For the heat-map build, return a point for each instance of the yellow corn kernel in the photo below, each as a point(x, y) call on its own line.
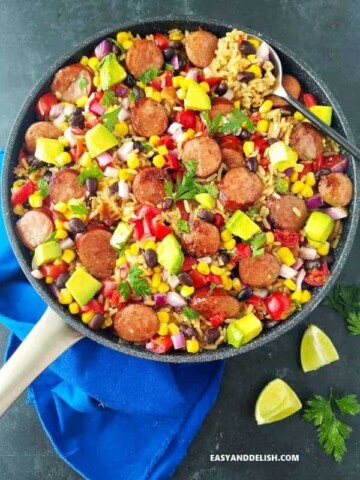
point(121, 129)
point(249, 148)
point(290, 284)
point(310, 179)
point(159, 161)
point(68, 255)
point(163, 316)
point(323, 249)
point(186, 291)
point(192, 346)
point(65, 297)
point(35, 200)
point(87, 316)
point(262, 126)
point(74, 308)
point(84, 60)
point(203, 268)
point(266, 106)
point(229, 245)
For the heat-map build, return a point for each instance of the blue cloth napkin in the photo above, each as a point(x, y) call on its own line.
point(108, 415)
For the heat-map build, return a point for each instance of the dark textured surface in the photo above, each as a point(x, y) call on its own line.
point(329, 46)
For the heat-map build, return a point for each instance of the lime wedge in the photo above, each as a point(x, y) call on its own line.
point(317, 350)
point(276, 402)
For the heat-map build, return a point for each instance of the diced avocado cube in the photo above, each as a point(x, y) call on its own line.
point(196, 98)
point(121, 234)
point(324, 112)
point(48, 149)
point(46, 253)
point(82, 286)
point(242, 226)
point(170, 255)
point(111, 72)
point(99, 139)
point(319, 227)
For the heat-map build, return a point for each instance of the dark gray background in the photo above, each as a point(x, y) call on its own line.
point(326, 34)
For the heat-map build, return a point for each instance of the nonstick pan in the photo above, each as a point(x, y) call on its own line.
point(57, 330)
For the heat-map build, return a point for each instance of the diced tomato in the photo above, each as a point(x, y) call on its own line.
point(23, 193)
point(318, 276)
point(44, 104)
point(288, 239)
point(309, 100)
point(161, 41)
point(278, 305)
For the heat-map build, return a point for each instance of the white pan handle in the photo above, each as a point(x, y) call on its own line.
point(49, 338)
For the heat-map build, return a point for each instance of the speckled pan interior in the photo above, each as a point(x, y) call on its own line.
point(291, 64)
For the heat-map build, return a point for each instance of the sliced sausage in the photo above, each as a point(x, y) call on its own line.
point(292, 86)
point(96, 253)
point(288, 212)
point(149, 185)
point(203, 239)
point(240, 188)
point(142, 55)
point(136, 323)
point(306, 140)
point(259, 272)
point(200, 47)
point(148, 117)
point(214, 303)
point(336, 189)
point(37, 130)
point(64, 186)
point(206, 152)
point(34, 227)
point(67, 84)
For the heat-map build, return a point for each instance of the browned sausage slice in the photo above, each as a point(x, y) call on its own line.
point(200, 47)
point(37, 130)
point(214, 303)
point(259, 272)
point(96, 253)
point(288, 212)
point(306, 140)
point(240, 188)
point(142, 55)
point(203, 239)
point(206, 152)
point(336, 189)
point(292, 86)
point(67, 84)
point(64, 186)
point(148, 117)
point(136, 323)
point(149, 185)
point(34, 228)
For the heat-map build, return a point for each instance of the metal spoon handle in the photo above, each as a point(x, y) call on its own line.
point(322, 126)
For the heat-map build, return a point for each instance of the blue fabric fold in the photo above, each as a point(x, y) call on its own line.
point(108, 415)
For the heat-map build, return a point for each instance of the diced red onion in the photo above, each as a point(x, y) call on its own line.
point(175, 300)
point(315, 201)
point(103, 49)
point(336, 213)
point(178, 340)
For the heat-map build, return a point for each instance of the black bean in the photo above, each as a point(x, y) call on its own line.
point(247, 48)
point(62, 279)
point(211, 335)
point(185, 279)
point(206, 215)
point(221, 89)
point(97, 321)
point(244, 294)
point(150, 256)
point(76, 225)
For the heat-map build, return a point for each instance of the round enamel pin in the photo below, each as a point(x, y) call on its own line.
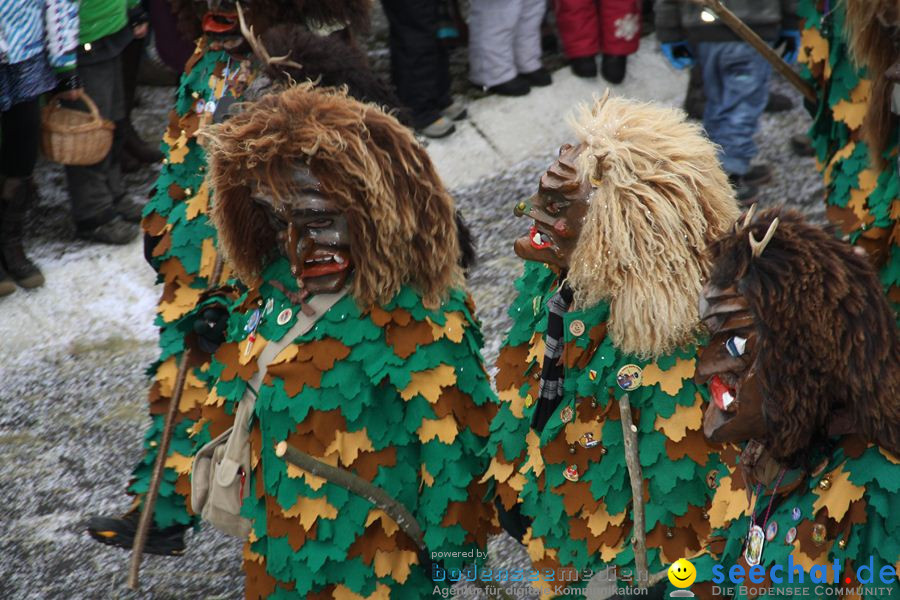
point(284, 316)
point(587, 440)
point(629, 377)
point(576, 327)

------------------------------------------------

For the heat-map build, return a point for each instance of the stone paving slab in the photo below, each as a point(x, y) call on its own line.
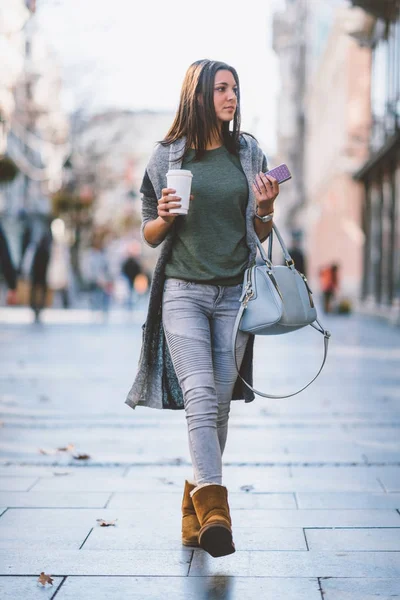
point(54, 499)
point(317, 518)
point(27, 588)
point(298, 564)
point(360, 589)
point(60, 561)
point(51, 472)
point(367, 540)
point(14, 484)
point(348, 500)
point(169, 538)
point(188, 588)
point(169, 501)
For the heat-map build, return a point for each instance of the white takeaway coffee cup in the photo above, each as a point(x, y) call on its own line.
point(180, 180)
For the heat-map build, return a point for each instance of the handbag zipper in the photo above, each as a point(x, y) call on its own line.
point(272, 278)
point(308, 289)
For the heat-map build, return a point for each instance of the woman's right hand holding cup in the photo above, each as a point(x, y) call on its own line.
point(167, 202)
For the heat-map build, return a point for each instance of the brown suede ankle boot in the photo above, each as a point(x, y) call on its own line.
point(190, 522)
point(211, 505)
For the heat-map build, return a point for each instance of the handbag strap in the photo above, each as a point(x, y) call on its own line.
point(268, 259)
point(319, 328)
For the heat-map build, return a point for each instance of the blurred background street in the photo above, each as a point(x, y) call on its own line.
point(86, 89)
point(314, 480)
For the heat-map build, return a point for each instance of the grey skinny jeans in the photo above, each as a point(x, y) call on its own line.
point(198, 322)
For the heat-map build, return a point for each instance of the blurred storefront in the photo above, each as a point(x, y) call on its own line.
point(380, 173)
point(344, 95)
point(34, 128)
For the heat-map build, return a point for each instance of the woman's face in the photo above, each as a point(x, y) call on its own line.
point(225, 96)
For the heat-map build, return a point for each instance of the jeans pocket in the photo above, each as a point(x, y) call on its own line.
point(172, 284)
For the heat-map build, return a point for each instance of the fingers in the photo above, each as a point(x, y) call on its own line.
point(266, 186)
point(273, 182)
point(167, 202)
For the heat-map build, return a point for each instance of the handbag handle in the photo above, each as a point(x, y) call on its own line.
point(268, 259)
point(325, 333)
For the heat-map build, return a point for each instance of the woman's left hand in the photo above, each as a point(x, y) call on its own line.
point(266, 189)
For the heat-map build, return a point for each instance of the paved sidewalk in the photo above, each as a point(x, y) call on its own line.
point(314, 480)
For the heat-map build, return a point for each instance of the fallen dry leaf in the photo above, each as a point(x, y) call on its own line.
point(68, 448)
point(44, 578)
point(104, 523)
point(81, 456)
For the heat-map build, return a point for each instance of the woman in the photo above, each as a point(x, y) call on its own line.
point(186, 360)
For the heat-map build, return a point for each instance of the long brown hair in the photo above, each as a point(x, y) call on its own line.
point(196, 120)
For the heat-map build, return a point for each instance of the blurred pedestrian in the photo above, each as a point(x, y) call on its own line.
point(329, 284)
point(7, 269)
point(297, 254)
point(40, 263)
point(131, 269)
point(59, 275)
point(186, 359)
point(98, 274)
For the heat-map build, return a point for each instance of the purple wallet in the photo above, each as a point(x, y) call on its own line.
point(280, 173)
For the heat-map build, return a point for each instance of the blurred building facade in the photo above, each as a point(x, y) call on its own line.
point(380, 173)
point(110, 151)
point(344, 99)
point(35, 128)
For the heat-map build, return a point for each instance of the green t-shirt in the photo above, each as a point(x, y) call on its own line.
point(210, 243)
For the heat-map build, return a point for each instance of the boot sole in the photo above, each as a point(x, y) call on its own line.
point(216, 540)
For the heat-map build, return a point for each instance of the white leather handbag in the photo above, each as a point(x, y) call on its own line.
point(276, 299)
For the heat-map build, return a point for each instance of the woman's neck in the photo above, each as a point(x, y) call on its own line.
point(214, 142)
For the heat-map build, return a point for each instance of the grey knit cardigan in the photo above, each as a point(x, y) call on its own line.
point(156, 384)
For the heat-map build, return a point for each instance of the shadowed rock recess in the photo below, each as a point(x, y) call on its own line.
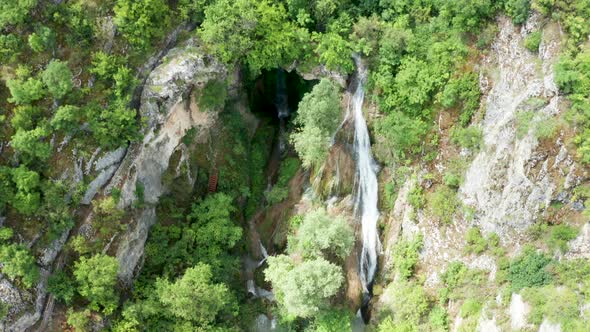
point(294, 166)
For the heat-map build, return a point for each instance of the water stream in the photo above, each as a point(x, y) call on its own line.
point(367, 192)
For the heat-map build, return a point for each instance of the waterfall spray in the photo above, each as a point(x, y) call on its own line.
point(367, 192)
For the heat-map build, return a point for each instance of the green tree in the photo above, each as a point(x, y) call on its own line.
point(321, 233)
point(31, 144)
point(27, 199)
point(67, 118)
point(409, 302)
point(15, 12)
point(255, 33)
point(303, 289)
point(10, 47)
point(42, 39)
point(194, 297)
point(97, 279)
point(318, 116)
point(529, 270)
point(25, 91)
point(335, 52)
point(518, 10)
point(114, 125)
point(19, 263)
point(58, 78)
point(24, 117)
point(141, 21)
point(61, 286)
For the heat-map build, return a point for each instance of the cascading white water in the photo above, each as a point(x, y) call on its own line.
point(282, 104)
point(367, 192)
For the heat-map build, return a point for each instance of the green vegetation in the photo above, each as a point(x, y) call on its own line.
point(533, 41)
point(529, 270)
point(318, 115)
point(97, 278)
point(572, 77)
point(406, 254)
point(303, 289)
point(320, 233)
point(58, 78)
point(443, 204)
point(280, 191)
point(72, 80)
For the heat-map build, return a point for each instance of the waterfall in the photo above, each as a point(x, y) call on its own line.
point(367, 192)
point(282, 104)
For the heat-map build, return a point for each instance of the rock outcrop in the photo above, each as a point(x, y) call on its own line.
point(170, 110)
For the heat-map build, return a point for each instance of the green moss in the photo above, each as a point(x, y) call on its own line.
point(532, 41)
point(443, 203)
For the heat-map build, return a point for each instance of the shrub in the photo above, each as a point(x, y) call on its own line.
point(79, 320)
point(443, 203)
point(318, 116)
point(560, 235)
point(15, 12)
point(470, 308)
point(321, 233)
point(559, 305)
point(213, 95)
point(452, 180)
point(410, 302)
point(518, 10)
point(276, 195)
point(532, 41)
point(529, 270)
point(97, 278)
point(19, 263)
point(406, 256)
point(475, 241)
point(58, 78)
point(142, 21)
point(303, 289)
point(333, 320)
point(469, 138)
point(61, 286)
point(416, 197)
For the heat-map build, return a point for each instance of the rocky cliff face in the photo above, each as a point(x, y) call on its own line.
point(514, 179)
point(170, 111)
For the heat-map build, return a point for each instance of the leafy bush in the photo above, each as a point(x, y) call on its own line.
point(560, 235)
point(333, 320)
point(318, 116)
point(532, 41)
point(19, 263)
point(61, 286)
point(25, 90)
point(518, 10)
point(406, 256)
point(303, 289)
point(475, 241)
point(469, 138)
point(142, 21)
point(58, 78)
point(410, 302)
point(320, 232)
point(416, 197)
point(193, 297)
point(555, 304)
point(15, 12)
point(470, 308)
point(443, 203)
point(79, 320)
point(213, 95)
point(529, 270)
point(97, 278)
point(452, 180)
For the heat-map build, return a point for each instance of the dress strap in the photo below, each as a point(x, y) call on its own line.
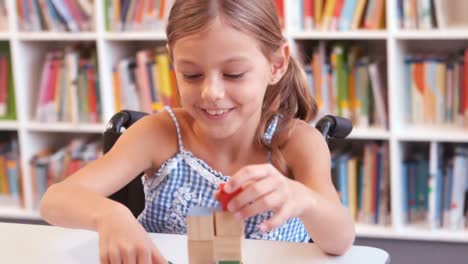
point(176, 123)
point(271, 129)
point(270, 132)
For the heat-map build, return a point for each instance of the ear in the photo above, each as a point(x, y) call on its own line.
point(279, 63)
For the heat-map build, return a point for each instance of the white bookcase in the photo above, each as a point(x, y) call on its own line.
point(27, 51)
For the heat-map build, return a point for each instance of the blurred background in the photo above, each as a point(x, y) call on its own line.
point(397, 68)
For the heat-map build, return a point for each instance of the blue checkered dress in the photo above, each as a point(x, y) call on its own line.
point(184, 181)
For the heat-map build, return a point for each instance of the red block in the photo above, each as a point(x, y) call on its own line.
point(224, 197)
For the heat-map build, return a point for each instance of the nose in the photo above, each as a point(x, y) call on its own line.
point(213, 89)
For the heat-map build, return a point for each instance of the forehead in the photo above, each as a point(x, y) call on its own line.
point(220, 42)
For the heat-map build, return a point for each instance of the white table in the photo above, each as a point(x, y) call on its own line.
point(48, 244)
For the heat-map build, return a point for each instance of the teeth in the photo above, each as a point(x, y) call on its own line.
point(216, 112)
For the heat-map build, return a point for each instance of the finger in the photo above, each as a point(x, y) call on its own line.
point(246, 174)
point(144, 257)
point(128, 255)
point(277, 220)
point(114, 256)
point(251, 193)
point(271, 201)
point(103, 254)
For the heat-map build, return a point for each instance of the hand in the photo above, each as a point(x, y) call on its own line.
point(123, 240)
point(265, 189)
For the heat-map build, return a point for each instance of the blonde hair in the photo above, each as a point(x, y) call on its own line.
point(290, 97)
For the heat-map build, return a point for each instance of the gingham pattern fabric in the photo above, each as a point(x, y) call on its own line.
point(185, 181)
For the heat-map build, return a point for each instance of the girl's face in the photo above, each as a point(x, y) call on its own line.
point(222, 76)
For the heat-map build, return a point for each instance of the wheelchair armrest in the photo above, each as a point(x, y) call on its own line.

------------------------------------------------

■ **EXERCISE DESCRIPTION**:
Lay out the records as a Markdown table with the columns "Row" and "Line", starting with the line with "of the yellow" and going on through the line with "point(329, 46)", both included. Number each line in order, skip blank lines, and leave the pictures out.

■ **RESPONSE BELOW**:
| Row | Line |
|---|---|
| 1 | For the heat-map build, return a point for each instance of the yellow corn kernel in the photo below, each as a point(x, y) call on its own line. |
| 2 | point(121, 129) |
| 3 | point(249, 148) |
| 4 | point(290, 284) |
| 5 | point(310, 179) |
| 6 | point(159, 161) |
| 7 | point(68, 255) |
| 8 | point(163, 316) |
| 9 | point(323, 249) |
| 10 | point(186, 291) |
| 11 | point(192, 346) |
| 12 | point(65, 297) |
| 13 | point(35, 200) |
| 14 | point(87, 316) |
| 15 | point(262, 126) |
| 16 | point(74, 308) |
| 17 | point(84, 60) |
| 18 | point(203, 268) |
| 19 | point(266, 106) |
| 20 | point(229, 245) |
| 21 | For the heat-map build, return a point for each instance of the blue cloth napkin in the photo above, each as a point(x, y) call on its own line. |
| 22 | point(108, 415) |
| 23 | For the heat-map build, return a point for each instance of the dark textured surface in the photo above, each as a point(x, y) call on its own line. |
| 24 | point(329, 46) |